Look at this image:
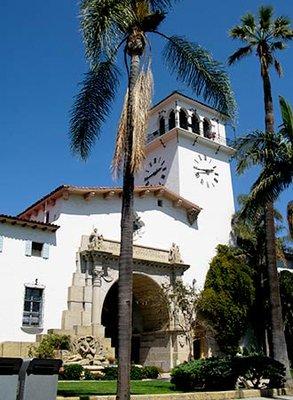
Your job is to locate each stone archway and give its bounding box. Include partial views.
[101,273,169,364]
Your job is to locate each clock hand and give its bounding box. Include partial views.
[144,167,162,181]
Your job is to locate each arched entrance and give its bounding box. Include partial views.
[102,274,169,364]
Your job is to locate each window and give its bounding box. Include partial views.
[25,240,50,259]
[159,117,165,136]
[45,211,50,224]
[169,110,176,131]
[32,242,44,257]
[22,285,44,327]
[179,110,188,130]
[191,114,200,134]
[203,118,212,139]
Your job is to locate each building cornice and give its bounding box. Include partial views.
[0,214,60,232]
[18,185,202,225]
[145,128,235,156]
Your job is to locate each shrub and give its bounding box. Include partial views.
[143,366,161,379]
[171,355,285,391]
[101,367,118,381]
[171,360,203,391]
[83,368,95,381]
[130,365,144,381]
[60,364,83,381]
[233,355,285,389]
[201,357,238,390]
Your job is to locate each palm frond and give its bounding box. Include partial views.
[241,13,256,32]
[228,45,253,65]
[259,6,274,31]
[279,96,293,146]
[70,61,119,159]
[228,25,247,40]
[80,0,133,64]
[273,16,293,40]
[148,0,181,11]
[243,164,293,216]
[270,41,287,52]
[164,36,236,119]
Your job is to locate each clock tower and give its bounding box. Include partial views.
[135,92,234,276]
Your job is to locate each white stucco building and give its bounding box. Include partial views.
[0,92,234,369]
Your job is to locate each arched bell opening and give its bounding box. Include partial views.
[101,274,169,364]
[191,114,200,135]
[179,109,188,130]
[168,110,176,131]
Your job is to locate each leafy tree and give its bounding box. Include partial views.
[163,280,199,361]
[70,0,234,400]
[199,245,255,354]
[229,6,293,380]
[231,195,285,355]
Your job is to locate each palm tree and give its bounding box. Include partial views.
[229,6,293,379]
[231,195,285,355]
[70,0,234,400]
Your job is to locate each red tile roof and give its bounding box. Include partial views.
[0,214,60,232]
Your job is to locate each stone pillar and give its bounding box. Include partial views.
[92,262,105,337]
[85,256,92,286]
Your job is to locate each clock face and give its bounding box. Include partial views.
[144,156,167,186]
[193,154,219,189]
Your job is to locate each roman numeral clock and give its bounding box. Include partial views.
[193,154,219,189]
[144,156,167,186]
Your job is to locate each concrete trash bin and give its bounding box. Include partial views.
[0,357,22,400]
[17,358,62,400]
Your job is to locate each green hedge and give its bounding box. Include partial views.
[171,356,285,391]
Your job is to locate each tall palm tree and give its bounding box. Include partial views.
[229,6,293,379]
[70,0,234,400]
[231,195,285,355]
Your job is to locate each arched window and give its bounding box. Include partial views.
[159,117,166,136]
[169,110,175,131]
[203,118,212,139]
[179,109,188,130]
[191,114,200,134]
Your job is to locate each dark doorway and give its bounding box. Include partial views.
[101,274,169,363]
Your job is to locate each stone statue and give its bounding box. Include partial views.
[168,243,183,264]
[88,228,104,250]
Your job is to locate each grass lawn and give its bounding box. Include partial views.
[58,380,178,396]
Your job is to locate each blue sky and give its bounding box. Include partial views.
[0,0,293,228]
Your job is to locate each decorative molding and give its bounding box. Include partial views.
[83,192,96,201]
[186,208,199,225]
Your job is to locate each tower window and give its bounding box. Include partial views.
[169,110,176,131]
[45,211,50,224]
[191,114,200,134]
[179,110,188,130]
[159,117,165,136]
[22,286,44,327]
[32,242,44,257]
[203,118,212,139]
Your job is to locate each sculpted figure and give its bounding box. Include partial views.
[88,228,104,249]
[168,243,183,264]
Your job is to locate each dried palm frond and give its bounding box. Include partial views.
[112,64,153,176]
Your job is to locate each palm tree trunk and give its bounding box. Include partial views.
[262,67,291,381]
[116,55,139,400]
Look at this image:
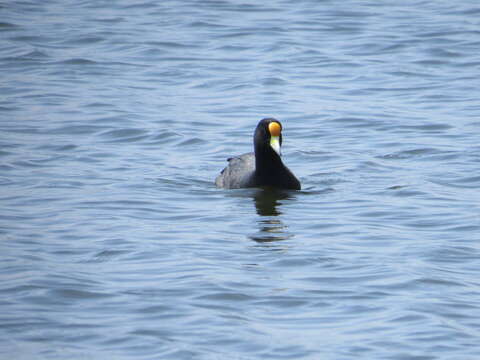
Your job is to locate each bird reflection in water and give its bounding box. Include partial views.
[250,188,294,243]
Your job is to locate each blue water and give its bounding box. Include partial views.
[0,0,480,360]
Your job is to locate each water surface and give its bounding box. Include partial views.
[0,0,480,360]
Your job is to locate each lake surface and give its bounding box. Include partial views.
[0,0,480,360]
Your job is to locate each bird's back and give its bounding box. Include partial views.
[215,153,255,189]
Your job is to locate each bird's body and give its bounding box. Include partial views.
[215,118,301,190]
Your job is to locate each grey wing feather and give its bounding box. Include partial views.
[215,153,255,189]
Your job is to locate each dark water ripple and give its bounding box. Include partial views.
[0,0,480,360]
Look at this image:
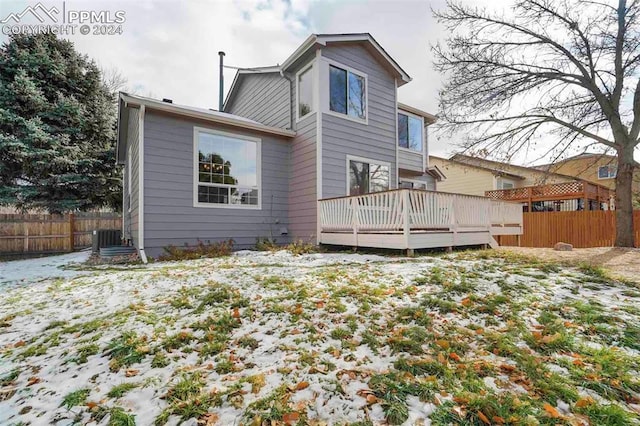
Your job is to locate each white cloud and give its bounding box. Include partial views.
[0,0,568,161]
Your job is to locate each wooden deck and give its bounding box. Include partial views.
[484,181,615,211]
[318,189,522,250]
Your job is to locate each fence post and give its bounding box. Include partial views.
[22,221,29,253]
[69,213,76,251]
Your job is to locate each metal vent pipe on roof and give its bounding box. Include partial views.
[218,50,224,111]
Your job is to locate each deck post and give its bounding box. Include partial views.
[402,189,413,250]
[351,198,358,247]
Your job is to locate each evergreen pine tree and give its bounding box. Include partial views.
[0,34,122,213]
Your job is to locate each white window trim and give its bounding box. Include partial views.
[322,57,369,125]
[345,155,391,196]
[598,164,618,180]
[193,126,262,210]
[126,143,133,213]
[296,58,317,123]
[396,109,426,156]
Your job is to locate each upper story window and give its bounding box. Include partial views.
[398,112,423,152]
[347,157,389,195]
[194,129,260,208]
[329,65,367,120]
[598,166,618,179]
[296,66,313,120]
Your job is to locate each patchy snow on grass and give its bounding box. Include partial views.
[0,250,91,288]
[0,251,640,425]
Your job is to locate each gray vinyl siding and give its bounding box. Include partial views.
[225,73,292,129]
[122,108,140,247]
[144,110,291,256]
[320,44,397,198]
[398,149,424,172]
[289,114,317,242]
[287,51,318,243]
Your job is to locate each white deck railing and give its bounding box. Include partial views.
[318,189,522,234]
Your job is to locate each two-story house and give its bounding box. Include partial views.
[117,33,524,256]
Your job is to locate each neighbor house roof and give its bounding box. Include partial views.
[535,152,617,171]
[448,154,583,181]
[116,92,295,162]
[429,155,524,180]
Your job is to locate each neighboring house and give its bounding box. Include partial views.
[538,153,640,194]
[117,34,456,256]
[429,154,614,212]
[429,154,576,195]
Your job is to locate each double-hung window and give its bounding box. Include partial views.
[398,112,423,152]
[598,166,618,179]
[347,158,389,195]
[194,129,261,209]
[329,65,367,120]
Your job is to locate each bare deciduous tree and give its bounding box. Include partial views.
[433,0,640,247]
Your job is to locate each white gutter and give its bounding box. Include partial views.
[138,105,147,263]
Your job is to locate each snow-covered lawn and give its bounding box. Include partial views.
[0,250,91,289]
[0,251,640,425]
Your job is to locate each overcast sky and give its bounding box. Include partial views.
[0,0,544,161]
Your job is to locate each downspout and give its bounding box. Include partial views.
[280,68,295,130]
[218,51,224,111]
[138,105,148,263]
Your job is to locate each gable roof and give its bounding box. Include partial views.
[222,65,280,111]
[449,154,583,181]
[429,154,528,180]
[116,92,295,163]
[222,33,416,113]
[281,33,411,86]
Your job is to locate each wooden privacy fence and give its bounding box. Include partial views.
[497,210,640,248]
[0,213,122,254]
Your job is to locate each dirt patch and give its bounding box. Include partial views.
[500,247,640,283]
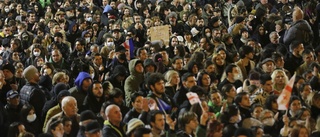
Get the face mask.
[262,118,275,126]
[233,74,240,80]
[107,42,114,47]
[27,114,37,122]
[206,33,211,37]
[86,38,90,43]
[236,115,242,123]
[33,52,40,57]
[87,17,92,22]
[118,53,127,60]
[44,69,52,75]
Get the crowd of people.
[0,0,320,137]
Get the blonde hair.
[164,70,179,83]
[52,72,66,85]
[271,69,289,88]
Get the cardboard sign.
[150,25,170,45]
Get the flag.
[277,74,296,110]
[157,98,171,111]
[187,92,200,105]
[123,38,134,60]
[103,5,112,14]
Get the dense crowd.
[0,0,320,137]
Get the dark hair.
[197,71,212,86]
[147,110,164,126]
[130,92,143,103]
[225,64,237,76]
[49,118,62,132]
[20,103,35,122]
[260,74,272,85]
[207,120,223,137]
[74,38,86,48]
[181,72,194,82]
[250,103,263,113]
[289,95,301,108]
[299,83,310,95]
[109,88,123,99]
[234,92,249,106]
[302,49,313,56]
[264,95,278,110]
[172,56,183,64]
[239,46,254,59]
[295,107,311,119]
[176,44,186,57]
[133,127,151,137]
[8,122,23,137]
[178,111,198,130]
[147,73,165,89]
[221,84,234,99]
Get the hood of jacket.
[74,72,92,88]
[129,59,143,75]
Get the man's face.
[8,95,20,106]
[139,50,148,61]
[112,31,121,40]
[3,69,13,80]
[3,27,11,35]
[150,80,165,94]
[144,19,151,28]
[51,51,62,62]
[172,59,183,70]
[171,38,179,47]
[211,92,222,106]
[197,19,204,27]
[262,61,274,73]
[133,16,141,23]
[169,17,177,25]
[106,106,122,123]
[92,83,103,98]
[28,14,36,23]
[160,51,168,61]
[132,96,143,111]
[303,53,314,64]
[151,114,165,131]
[239,94,250,107]
[81,78,92,91]
[270,33,280,44]
[262,80,273,93]
[93,56,102,66]
[135,63,143,73]
[75,41,84,51]
[63,99,78,116]
[183,76,197,89]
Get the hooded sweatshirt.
[124,59,144,106]
[69,72,92,113]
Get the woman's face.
[299,128,309,137]
[259,27,265,35]
[275,72,285,85]
[215,55,224,66]
[300,110,310,120]
[227,87,237,98]
[290,100,301,112]
[271,101,278,110]
[201,74,211,86]
[192,65,199,74]
[218,50,227,60]
[206,64,216,74]
[301,85,312,98]
[171,73,180,85]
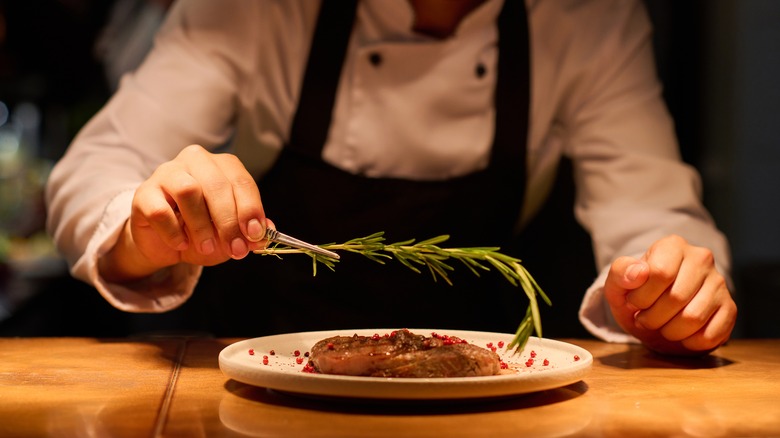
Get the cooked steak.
[308,330,501,377]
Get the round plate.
[219,329,593,400]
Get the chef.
[47,0,736,354]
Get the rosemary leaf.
[255,231,552,353]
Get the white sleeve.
[46,0,251,312]
[544,0,731,342]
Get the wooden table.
[0,337,780,438]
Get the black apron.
[193,0,529,336]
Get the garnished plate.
[219,329,593,400]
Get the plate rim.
[219,328,593,400]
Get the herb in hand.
[255,231,551,352]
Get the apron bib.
[198,0,529,336]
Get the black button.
[474,63,487,78]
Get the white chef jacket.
[47,0,730,341]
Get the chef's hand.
[604,236,737,355]
[98,145,273,281]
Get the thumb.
[604,257,650,319]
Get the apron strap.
[288,0,357,160]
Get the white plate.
[219,329,593,400]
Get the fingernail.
[246,219,265,242]
[200,239,216,254]
[230,237,249,258]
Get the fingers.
[605,236,736,353]
[626,236,684,309]
[134,146,265,259]
[604,257,649,334]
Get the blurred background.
[0,0,780,337]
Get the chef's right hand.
[98,145,272,281]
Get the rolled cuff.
[579,267,639,344]
[71,190,203,313]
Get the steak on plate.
[308,330,501,377]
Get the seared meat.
[309,330,501,377]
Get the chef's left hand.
[604,236,737,355]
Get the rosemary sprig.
[255,231,552,352]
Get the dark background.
※
Instructions for the task
Output the data from the line containing "Your job is to locate each dark doorway" through the line containing "[0,0,293,228]", both included, as a Markdown table with the columns Row and Line. Give one numbered row per line and skip any blank lines.

Answer to the problem
| Row | Line |
|---|---|
| 1 | Your job is to locate each dark doorway and give its bounding box. Include partial views. |
| 2 | [101,274,169,363] |
| 3 | Your job is to locate each stone statue and give its bounding box. Include partial views. |
| 4 | [168,243,183,264] |
| 5 | [88,228,104,250] |
| 6 | Your job is to locate each grass lawn and give its bounding box. Include partial views. |
| 7 | [58,380,178,396] |
| 8 | Your job is to locate each blue sky and give its bounding box. Include partial views. |
| 9 | [0,0,293,228] |